* Begin Text *
The hydration could be lowered.


----------



## chefross (May 5, 2010)

kokopuffs said:


> If sticky, allow your dough to proof uncovered. That way a "dry" skin will form on the surface making the dough easier to work with. And with that "dry" surface, you'll get a better, more pronounced ear.


NEVER, uncover a dough high in egg and butter. You do not want a skin to develop. When that happens, and you punch the dough down to work it, the "crust" mixes in the dough and the resulting product will be dry tasting and affect the consistency of the final product.


----------



## fablesable (Oct 11, 2014)

You NEED to get a book or two on the Science of Baking. It is going to go a long way in helping you understand how method and ingredients play a massive part in the baker's world. You have many posts on here of late that you are struggling with and I KNOW getting a good read into the science of it all will help steer you in the right direction.

The Cook's Illustrated Baking Book or an old version of Understanding Baking: The Art and Science of Baking by Joseph Amendola are two that I would recommend of the top of my head for a home baker without getting too science-y.

If you live in a relatively humid environment and you have flour that has sat on the grocery shelves and then at your home in its paper bag it usually comes in and not an airtight container; the flour will gain up to 5% of its weight in water after several months in a humid environment. This GREATLY affects the outcome of anything you now do with that flour. It must be stored in an airtight container as soon as you get it home.

So now we actually know what is going on, we can adjust accordingly. First, get that oven thermometer we have talked about. Second, get an airtight container for all your flour, starches and sugars you use in your kitchen as these ingredients do NOT DO WELL in humid environments. Third, you must weigh out all your ingredients in a recipe, as in your environment, it is imperative to get the right measurements to work the recipe the right way. This means that any recipe with the US cups and tsp/Tbsp measurements must be weighted out first. For example: If your recipe calls for 2 cups of flour then you must place a bowl on a digital scale, tare it, then spoon your flour into the measuring cup (do not scoop it as it packs in the flour), then pour the flour into the bowl you have on the scale. Note the measurement in grams on your recipe card beside ingredient so you now know how to PROPERLY bake using weighted measurements. Do this for ALL THE INGREDIENTS in your recipe. Anything that is in the tsp range I tend to just use the tsp measurements however the TBSP measurements will register on a weighted scale so I still weigh this to get an accurate recipe. Here is the chart to help you get the idea but DO NOT copy it verbatim as it does not reflect the individual ingredient's proper weight. For example: 1 cup of flour does not weigh the same as 1 cup of granulated sugar which does not weigh the same as 1 cup of brown sugar.........you get my point.

http://whatscookingamerica.net/Q-A/equiv.htm

In a bakers world it is all about accuracy and feel (instinct) mixed with knowledge and experience. Good luck and hope this helps you more!


----------



## flipflopgirl (Jun 27, 2012)
* End Text *
* Begin Source data *
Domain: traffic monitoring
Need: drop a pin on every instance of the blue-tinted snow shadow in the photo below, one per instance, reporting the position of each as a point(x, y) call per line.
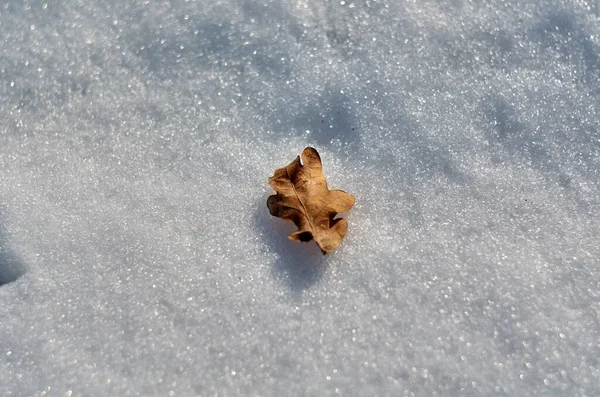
point(11, 267)
point(299, 265)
* End Source data *
_Written exercise_
In the baking forum thread, how much water can flour gain after several months in a humid environment?

_The answer_
Up to 5% of its weight in water.